WHAT IS ASKED → In the spanning tree migration notes, which vendors appear under "Vendor support: per-vlan STP"?

PASSAGE →

....

Question, interesting references.
Dani Roisman, PeakWeb
RSTP to MST spanning tree migration in a live datacenter
Had to migrate from a Per-vlan RSTP to MST on a
highly utilized network
So, minimal impact to a live production network
define best practices for MST deployment that will
yield maximal stability and future flexibility
Had minimal reference material to base this on
Focus on this is about real-world migration details
read white papers and vendor docs for specs on each
type.
The environment:
managed hosting facility
needed flexibility of any vlan to any server, any rack
each customer has own subnet, own vlan
Dual-uplinks from top-of-rack switches to core.
High number of STP logical port instances
using rapid pvst on core
Multiple VLAN*interface count = logical port instances
Too many spanning tree instances for layer 3 core switch
concerns around CPU utilization, memory, other resource
exhaustion at the core.
Vendor support: per-vlan STP
Cisco: per-vlan is the default config, cannot switch
to single-instance STP
foundry/brocade offers per vlan mode to interoperate
with cisco
Juniper MX and EX offers vstp to interoperate
Force10 FTOS
Are we too spoiled with per-vlan spanning tree?

....

Dataset entries
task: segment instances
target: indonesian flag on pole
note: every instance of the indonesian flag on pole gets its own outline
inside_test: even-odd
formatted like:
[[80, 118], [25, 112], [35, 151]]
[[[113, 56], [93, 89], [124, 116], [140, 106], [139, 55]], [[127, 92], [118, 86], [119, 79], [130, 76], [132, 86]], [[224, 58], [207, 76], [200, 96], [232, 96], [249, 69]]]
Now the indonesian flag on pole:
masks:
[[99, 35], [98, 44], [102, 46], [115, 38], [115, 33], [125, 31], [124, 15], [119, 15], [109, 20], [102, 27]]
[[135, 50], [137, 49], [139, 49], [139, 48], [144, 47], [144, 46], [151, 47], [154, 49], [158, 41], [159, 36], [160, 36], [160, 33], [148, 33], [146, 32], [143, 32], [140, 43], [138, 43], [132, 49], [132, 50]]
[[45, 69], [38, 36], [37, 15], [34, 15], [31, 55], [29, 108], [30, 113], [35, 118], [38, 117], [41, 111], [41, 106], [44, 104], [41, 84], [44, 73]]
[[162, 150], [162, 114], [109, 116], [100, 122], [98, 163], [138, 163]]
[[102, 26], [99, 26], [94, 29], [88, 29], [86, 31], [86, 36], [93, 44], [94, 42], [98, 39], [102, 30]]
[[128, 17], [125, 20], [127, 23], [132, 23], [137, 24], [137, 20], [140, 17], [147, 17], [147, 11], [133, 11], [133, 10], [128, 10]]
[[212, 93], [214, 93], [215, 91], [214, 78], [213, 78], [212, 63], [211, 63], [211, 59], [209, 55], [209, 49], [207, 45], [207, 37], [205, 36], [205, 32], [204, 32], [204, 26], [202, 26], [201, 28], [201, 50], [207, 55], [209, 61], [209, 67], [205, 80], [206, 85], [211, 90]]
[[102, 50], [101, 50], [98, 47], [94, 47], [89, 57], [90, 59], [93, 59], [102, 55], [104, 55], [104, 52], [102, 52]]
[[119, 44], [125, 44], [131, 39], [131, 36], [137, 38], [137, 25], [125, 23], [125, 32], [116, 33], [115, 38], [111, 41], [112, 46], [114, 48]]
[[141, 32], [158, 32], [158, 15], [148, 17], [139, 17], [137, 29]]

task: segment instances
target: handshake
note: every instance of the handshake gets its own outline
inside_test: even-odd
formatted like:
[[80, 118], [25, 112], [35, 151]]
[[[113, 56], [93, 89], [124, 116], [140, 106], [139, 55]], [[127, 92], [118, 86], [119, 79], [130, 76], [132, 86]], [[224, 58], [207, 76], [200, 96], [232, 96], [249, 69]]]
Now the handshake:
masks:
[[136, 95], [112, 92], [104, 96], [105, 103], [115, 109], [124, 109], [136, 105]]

....

SOLUTION FOR THIS EXERCISE →
- Cisco
- foundry/brocade
- Juniper MX and EX
- Force10 FTOS